Exercise tasks:
(1) Answer these questions about the message, one per line, marking each answer (a), (b), (c):
(a) What company does the sender work for, and what was it formerly called?
(b) Under what condition can #xD, #xA and #x9 appear in a normalized attribute value?
(c) On what date was the message sent?
(2) Decide whether each statement below agrees with the message. Answer yes or no for (a), (b) and (c), and quote the words of the message that decide it.
(a) The message went to Kevin Regan, with a copy to the w3c-ietf-xmldsig list.
(b) The message says the XML 1.0 spec plainly shows that #xD can appear in a normalized attribute value.
(c) John Boyer signs as a Software Development Manager.
(3) Print the part of the message starting at "This would not" and ending at "Solutions (formerly UWI.Com)".

Given passage:
____________________

RE: Attribute normalization from John Boyer on 2000-06-23 (w3c-ietf-xmldsig@w3.org from April to June 2000)

From: John Boyer <jboyer@PureEdge.com>
Date: Fri, 23 Jun 2000 15:48:11 -0700
To: "Kevin Regan" <kevinr@valicert.com>
Cc: <w3c-ietf-xmldsig@w3.org>
Message-ID: <BFEDKCINEPLBDLODCODKCEHHCDAA.jboyer@PureEdge.com>

Hi Kevin,

Good question.  #xD, #xA and #x9 can appear in a normalized attribute value
if they were created by character references.
This would not appear to be the case from the XML 1.0 spec (specifically the
passage you cited), but please see the XML errata [1,2].

[1] http://www.w3.org/XML/xml-19980210-errata#E24
[2] http://www.w3.org/XML/xml-19980210-errata#E61

Thanks,
***************************************
John Boyer,
Software Development Manager

PureEdge Solutions (formerly UWI.Com)

____________________

Stored data:
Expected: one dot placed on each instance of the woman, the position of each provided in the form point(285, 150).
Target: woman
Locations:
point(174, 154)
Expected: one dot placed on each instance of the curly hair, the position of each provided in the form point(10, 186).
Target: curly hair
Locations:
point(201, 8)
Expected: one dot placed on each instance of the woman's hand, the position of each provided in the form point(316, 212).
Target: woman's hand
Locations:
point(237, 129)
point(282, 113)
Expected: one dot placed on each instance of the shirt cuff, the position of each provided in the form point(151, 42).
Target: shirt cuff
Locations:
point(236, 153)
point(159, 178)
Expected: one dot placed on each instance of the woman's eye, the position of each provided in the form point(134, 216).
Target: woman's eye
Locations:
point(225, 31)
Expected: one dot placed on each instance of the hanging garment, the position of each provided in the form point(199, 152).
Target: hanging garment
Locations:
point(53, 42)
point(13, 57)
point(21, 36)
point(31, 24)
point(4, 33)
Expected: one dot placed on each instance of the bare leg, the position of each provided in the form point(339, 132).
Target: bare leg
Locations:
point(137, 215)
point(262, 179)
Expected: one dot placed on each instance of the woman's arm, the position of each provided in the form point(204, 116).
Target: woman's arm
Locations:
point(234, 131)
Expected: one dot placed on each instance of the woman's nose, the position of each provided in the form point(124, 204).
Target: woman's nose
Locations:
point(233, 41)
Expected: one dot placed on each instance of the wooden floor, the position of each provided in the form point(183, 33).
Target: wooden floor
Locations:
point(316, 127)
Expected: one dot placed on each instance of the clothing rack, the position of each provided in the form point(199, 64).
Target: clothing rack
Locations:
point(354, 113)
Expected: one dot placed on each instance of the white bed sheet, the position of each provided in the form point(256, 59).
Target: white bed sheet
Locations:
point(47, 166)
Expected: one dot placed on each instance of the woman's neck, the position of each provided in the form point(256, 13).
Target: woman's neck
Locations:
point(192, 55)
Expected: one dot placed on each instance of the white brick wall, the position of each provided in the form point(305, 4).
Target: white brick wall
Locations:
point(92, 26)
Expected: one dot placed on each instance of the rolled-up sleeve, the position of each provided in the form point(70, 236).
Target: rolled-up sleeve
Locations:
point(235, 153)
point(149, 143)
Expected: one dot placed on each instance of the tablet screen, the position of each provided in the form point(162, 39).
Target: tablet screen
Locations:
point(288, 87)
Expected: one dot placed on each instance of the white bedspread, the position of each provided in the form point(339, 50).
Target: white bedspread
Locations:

____________________

Solutions per task:
(1)
(a) PureEdge Solutions, formerly UWI.Com.
(b) When they were created by character references.
(c) Friday, June 23, 2000.

(2)
(a) Yes: "To: "Kevin Regan" <kevinr@valicert.com>" and "Cc: <w3c-ietf-xmldsig@w3.org>"
(b) No: "This would not appear to be the case from the XML 1.0 spec"
(c) Yes: "Software Development Manager"

(3)
This would not appear to be the case from the XML 1.0 spec (specifically the
passage you cited), but please see the XML errata [1,2].

[1] http://www.w3.org/XML/xml-19980210-errata#E24
[2] http://www.w3.org/XML/xml-19980210-errata#E61

Thanks,
***************************************
John Boyer,
Software Development Manager

PureEdge Solutions (formerly UWI.Com)